*** ENTRIES SHOWN ***

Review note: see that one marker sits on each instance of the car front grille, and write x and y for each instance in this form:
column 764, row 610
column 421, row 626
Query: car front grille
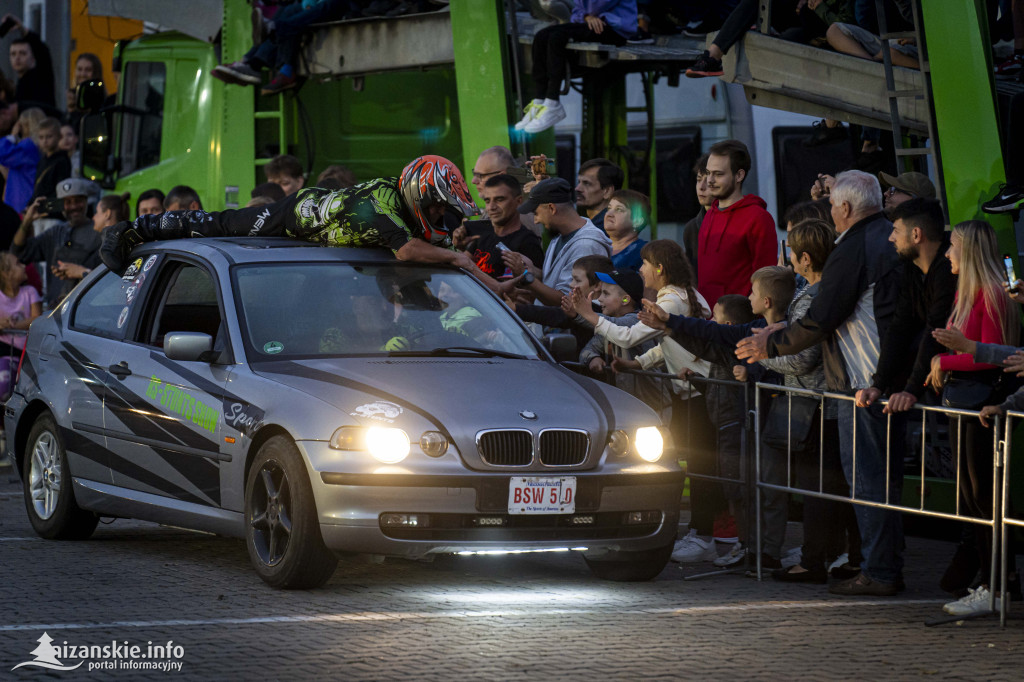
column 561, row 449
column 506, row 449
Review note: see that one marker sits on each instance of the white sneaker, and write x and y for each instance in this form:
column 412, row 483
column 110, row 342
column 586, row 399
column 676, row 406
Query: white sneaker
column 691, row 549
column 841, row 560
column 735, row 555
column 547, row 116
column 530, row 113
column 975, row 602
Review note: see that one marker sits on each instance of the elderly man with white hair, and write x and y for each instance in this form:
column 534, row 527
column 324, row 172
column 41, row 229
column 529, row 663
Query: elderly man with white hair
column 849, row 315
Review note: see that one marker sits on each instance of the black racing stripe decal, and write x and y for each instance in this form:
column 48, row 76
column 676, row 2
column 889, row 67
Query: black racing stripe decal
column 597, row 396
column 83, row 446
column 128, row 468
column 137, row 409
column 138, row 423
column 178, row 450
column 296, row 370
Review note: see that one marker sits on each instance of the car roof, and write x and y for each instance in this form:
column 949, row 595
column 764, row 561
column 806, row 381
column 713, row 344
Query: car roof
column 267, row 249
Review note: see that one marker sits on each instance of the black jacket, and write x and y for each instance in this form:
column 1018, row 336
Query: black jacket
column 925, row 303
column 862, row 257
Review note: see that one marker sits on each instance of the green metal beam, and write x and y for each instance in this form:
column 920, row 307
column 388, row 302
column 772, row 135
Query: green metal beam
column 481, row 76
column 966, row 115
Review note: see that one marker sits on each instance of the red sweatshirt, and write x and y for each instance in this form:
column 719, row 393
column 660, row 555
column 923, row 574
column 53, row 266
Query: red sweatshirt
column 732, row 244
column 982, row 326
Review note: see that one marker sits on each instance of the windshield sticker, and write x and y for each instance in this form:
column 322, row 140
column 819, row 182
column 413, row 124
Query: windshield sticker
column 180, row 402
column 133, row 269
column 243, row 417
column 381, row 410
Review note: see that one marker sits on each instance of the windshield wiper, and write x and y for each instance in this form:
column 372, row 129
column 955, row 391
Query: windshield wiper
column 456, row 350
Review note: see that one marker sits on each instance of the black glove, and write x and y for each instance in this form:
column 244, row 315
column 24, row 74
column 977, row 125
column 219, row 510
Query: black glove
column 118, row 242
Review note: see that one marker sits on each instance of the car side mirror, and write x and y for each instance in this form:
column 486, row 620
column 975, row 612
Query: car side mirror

***

--- WHAT TO WORK ON ---
Transcribe all the entries precisely. Do not include any picture.

--- SOLUTION FOR THIS EXERCISE ---
Review note: see that one marker sits on each instance of the car front grille, and write x and y for each instance in this form:
column 764, row 610
column 421, row 626
Query: car front grille
column 561, row 449
column 506, row 449
Review note: see that one marker sits on each instance of the white sneaker, and write x and y for each instance in this form:
column 412, row 483
column 110, row 342
column 586, row 399
column 676, row 406
Query: white sneaker
column 691, row 549
column 841, row 560
column 735, row 555
column 547, row 116
column 530, row 113
column 975, row 602
Review note: see that one marker sits on each instance of the elderly man with white hair, and write x and y for each instance in this form:
column 534, row 527
column 324, row 172
column 41, row 229
column 529, row 663
Query: elderly man with white hair
column 849, row 315
Review note: see that one marker sits on each instance of the black racing stripe decal, and write x and y for each instance in this form:
column 48, row 76
column 676, row 2
column 889, row 67
Query: black racing stripe decal
column 597, row 396
column 83, row 446
column 128, row 468
column 137, row 409
column 138, row 423
column 178, row 450
column 296, row 370
Review note: see that one marker sits on each instance of the car roof, and write x and y for each instance in this form:
column 949, row 595
column 764, row 561
column 806, row 381
column 713, row 344
Query: car roof
column 267, row 249
Review note: see that one marker sits on each instance of the black jacket, and write x and y for each instance in this form:
column 1018, row 336
Query: black jacket
column 925, row 303
column 862, row 257
Review note: see that one marker sits on each instance of the green metal beam, and write x and y for each instance in this form:
column 920, row 307
column 388, row 302
column 772, row 135
Query: green metal beam
column 481, row 76
column 966, row 115
Review note: see that one marker sits on each instance of the red sweatshirt, and write x and y for each instance in this form:
column 719, row 393
column 660, row 555
column 923, row 574
column 53, row 266
Query: red sweatshirt
column 732, row 244
column 982, row 326
Review note: see that one marker sits on each instance of the windshield sticker, and write x and y for each instance in this form:
column 322, row 140
column 819, row 182
column 413, row 124
Query: windshield sticker
column 180, row 402
column 133, row 269
column 243, row 417
column 381, row 410
Review note: see that one marker sits on each instance of the windshield wiper, and write x and y for each instance in this form:
column 372, row 129
column 955, row 391
Query: windshield wiper
column 456, row 350
Review note: see that one marker sits on each instance of the black glove, and write x and y for each instance in this form:
column 244, row 315
column 24, row 74
column 977, row 125
column 219, row 510
Query: black glove
column 118, row 242
Review note: see that one marker sits on each instance of the car side mirror, and write x and y for each instance in this form:
column 486, row 620
column 975, row 612
Query: car side mirror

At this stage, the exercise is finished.